▸ **PROBLEM STATEMENT**:
Please reproduce every one of the entries below word for word, leaving out the pictures.

▸ **RECORDED DATA**:
--- START ---
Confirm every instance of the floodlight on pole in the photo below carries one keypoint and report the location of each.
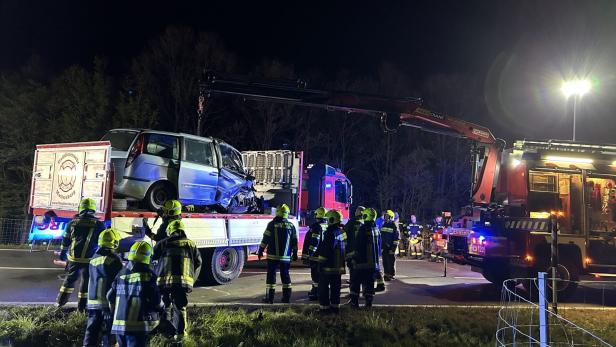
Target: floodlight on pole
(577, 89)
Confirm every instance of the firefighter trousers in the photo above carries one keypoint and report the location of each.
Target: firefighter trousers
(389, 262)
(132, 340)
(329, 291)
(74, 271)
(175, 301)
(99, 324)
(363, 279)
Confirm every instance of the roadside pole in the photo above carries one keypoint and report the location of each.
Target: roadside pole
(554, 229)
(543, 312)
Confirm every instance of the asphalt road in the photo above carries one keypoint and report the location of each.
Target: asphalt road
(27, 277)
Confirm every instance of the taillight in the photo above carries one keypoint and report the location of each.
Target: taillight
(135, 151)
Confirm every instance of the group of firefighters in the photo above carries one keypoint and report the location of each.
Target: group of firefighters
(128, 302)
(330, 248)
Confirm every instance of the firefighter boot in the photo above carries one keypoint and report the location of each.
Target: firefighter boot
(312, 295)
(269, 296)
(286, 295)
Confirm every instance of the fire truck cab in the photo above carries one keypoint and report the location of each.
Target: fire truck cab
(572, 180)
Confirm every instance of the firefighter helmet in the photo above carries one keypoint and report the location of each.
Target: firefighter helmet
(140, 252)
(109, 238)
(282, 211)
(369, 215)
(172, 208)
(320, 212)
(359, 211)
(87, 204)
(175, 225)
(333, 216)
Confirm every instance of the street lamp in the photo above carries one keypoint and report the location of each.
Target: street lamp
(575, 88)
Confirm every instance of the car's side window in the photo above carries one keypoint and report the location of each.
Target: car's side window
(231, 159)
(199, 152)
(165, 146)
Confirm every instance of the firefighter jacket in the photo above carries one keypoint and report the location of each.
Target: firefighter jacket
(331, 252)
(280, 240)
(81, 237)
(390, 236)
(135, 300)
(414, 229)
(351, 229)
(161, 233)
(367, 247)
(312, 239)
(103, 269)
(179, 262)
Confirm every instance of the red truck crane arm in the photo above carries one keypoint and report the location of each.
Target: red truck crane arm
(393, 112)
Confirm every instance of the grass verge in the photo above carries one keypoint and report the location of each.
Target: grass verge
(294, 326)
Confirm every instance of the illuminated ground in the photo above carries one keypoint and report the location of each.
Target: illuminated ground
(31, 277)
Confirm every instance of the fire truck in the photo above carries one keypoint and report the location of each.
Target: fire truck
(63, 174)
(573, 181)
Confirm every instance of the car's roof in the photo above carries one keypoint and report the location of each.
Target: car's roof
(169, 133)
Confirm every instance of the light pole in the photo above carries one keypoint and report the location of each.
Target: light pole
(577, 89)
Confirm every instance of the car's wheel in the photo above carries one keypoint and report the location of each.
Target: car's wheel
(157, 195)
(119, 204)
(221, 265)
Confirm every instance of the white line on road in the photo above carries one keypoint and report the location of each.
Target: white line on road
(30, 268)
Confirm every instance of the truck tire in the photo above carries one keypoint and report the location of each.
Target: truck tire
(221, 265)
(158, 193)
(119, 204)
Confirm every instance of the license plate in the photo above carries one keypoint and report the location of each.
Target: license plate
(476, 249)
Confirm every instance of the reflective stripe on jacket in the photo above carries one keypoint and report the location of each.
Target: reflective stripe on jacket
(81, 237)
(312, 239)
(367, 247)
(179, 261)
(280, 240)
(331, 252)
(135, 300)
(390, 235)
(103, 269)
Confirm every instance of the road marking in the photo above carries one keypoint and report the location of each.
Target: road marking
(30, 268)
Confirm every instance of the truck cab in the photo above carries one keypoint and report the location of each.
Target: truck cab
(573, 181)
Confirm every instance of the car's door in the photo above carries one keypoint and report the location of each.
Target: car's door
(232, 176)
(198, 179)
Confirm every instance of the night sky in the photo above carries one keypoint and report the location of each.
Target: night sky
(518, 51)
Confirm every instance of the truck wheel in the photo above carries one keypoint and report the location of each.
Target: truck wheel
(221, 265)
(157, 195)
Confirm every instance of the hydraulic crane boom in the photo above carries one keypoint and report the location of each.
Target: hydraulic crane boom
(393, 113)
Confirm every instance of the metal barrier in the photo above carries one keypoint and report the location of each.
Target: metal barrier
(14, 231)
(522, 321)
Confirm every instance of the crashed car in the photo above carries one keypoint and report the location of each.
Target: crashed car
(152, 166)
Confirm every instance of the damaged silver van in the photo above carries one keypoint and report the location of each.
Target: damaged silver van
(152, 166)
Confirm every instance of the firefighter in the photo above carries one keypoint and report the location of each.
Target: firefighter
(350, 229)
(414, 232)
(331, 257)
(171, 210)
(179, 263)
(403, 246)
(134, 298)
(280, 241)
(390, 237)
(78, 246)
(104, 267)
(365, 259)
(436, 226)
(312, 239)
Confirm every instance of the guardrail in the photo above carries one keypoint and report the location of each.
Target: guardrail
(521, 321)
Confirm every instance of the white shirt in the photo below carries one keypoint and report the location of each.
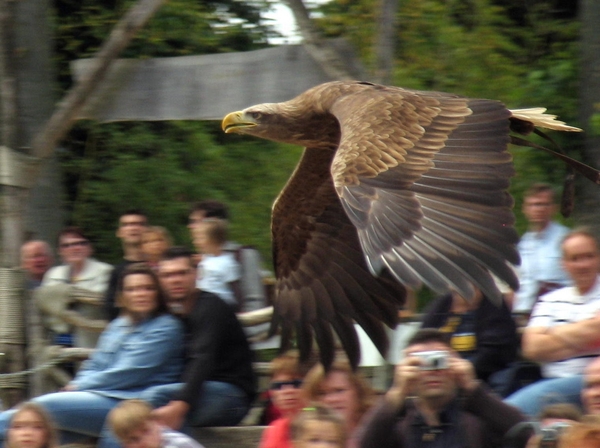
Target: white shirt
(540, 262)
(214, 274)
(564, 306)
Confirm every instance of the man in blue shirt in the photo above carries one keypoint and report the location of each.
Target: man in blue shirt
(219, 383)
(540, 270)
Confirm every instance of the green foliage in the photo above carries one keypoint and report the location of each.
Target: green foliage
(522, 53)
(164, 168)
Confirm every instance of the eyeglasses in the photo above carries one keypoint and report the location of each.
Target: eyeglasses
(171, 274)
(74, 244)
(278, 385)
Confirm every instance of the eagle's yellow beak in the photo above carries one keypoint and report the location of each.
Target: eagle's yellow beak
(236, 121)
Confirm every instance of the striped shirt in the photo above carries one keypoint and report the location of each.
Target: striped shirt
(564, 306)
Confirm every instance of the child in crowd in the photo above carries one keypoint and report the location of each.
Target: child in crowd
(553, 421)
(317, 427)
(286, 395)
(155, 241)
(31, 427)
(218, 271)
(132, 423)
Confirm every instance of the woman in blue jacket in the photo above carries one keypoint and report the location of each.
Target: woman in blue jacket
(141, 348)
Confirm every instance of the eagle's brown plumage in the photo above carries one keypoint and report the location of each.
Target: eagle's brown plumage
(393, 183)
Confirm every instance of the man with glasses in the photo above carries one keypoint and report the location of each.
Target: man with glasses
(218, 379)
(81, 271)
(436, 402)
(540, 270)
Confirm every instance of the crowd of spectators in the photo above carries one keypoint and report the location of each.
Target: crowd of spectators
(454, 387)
--- END ---
▸ **TASK OUTPUT**:
Confirm every instance of the floodlight on pole in the photo below carries one keypoint and report the location of each.
Target: floodlight on pole
(577, 89)
Confirm every instance of the firefighter trousers in the photo above carries one keypoint and report the location of each.
Target: firefighter trousers
(389, 262)
(132, 340)
(329, 291)
(74, 271)
(175, 301)
(99, 324)
(363, 279)
Confirm every instance of the roadside pole in the photo above carries one keypoint and report the location of each.
Target: roadside pole
(554, 229)
(543, 312)
Confirm every instance of the asphalt road in the photo above carries one keypoint and report the location of each.
Target: asphalt road
(27, 277)
Confirm every instance of the taillight in the photo above carries one keypoint and report the location of each.
Target: taillight
(135, 151)
Confirm every instance of the group of firefighters in the photo above carries one keypoint and report the location of each.
Target: group of firefighters
(128, 302)
(330, 248)
Confirm every instance of the firefighter boot in the photo above carries one keypoint and report the location of each.
Target: firefighter boot
(312, 295)
(269, 296)
(286, 295)
Confirm every instance of the fire truck cab in the photo above carries one keypoint and report the location of each.
Target: fire truck cab
(572, 180)
Confirm every instance of the firefighter helmet in the photo above carries one keypoint and report the location of each.
Target: firefighter helmet
(140, 252)
(109, 238)
(282, 211)
(369, 215)
(172, 208)
(320, 212)
(359, 211)
(87, 204)
(175, 225)
(333, 216)
Confirm every instance of the street lamp in the photo above carries one keypoint and report the location of each.
Target: street lamp
(575, 88)
Confirm every instance of the car's side window in the photo above carries one keypoint and report the location of each.
Target: car's side window
(231, 159)
(199, 152)
(165, 146)
Confirm every instance of the firefighter jacket in the photo above carries one keypoint and report the location of each.
Target: firefighter jacket
(331, 252)
(280, 240)
(81, 237)
(390, 236)
(135, 300)
(414, 229)
(351, 229)
(161, 233)
(367, 247)
(312, 239)
(103, 269)
(179, 262)
Confirm every instance of the red truck crane arm in the photo above carries one keypoint and report the location of each.
Target: red truck crane arm
(393, 112)
Confirm every instance of the grass verge in the photo above carries one keypoint and report the location of each.
Target: grass verge
(294, 326)
Confirm every instance of the illuminated ground in the photo above carries one keypoint and report the location of each.
Target: illuminated ground
(31, 277)
Confirm every instance of the fire truck in the photo above carries one keypoint and report the location of each.
Target: fire truck
(63, 174)
(573, 181)
Confirm every instance of the car's roof in the photo above carries one keypoint and report the location of each.
Target: car's roof
(169, 133)
Confirm every instance of the light pole in the photo above carries one keypoint and report the location of each.
Target: light pole
(577, 89)
Confirm every instance of the car's wheel in the photo above carries one keypoint and report the location of each.
Target: car's wheel
(157, 195)
(119, 204)
(221, 265)
Confirm every instance of the white line on road in the photo above carries one keypoint and report the location of each.
Target: white line on road
(30, 268)
Confirm every instance of the truck tire in the photo above carries one keypoint and report the location of each.
Target: truck tire
(221, 265)
(158, 193)
(119, 204)
Confirm every instance of the license plate in the photo above carries one keypoint and report the location of each.
Target: license plate
(476, 249)
Confirm every instance of the reflective stripe on jacket in the photo above carries one keypoint and report the location of each.
Target: reflective stripe on jacket
(81, 237)
(312, 239)
(367, 247)
(179, 261)
(280, 240)
(331, 252)
(135, 300)
(390, 235)
(103, 269)
Confirm every instance of the road marking in the photo above carries one keypoint and report the location of each.
Target: road marking
(30, 268)
Confirm every instance of the truck cab in the photo above carries one keypoint and report the location of each.
Target: truck cab
(573, 181)
Confirm every instance of the car's door in the photo above carries one keypoint and report the location of each.
Target: car's door
(232, 176)
(198, 179)
Confirm every instance of the night sky in the photo above carries one keypoint and report the location of each.
Target: night sky
(518, 51)
Confirm every instance of the truck wheel in the photo above carries one keypoint and report the location of each.
Target: truck wheel
(221, 265)
(157, 195)
Confirm every instance of the hydraulic crane boom in the photo above carries one keypoint and report the location of each.
Target: hydraulic crane boom
(393, 113)
Confirm every instance of the metal barrier in the photo above carries one keypoint and report the location of each.
Target: metal barrier
(14, 231)
(522, 321)
Confirm every instance of the crashed car in the photo above carries one keypoint and report the location of each.
Target: crashed car
(152, 166)
Confirm every instance of the damaged silver van in the photo above carries one keypoint and report the location of each.
Target: damaged silver van
(152, 166)
Confirm every instance of the firefighter in the photo above carries one keypoint and report the location of each.
Target: firefighter
(350, 229)
(414, 232)
(331, 257)
(171, 210)
(179, 263)
(403, 246)
(134, 298)
(280, 241)
(390, 237)
(78, 246)
(104, 267)
(365, 259)
(436, 226)
(312, 239)
Confirm every instance of the guardrail in the photo above carries one keypoint and report the location of each.
Target: guardrail
(521, 321)
Confirm every instance of the white shirt in the photo below carries one keypoint and report the location of each.
Target: white shirt
(540, 262)
(214, 274)
(564, 306)
Confirm every instance of the man in blue shirt in the photo above carries one keypoint and report the location of each.
Target: man in blue shirt
(219, 383)
(540, 270)
Confirm every instance of the green foliage in the photo above carries one keypoint and report the location of each.
Target: green foliage
(522, 53)
(164, 168)
Confirm every instance of the eyeglasses in the photo above carries one keypoint and report the location of each.
Target: eyeglasses
(171, 274)
(74, 244)
(278, 385)
Confirm every instance of the eagle's yellow beak in the photo above carries one keypoint and report the location of each.
Target: eagle's yellow beak
(236, 121)
Confirm every instance of the striped shirt in the photo above carries one keypoint and report the location of each.
Target: striped shirt
(564, 306)
Confirm every instance of the child in crowd in the photo above carries one keypoint and report the location of each.
Target: child in crowd
(553, 421)
(317, 427)
(286, 395)
(155, 241)
(31, 427)
(218, 271)
(132, 423)
Confirm every instance of the woman in blue jacket in the photo above carries one keypoint and report the location of each.
Target: woman in blue jacket
(141, 348)
Confirm every instance of the eagle's brown plumage in the photo above carries one keypoint and report the location of each.
Target: eagle's brown plumage
(393, 183)
Confirm every instance of the man with glasses in the photo above carries one keypoint and report the location of each.
Target: man with glasses
(218, 379)
(81, 271)
(436, 402)
(540, 270)
Confirm every instance of the crowd of spectators in the photo above carries one keypoint and report the location of each.
Target: crowd of spectators
(454, 387)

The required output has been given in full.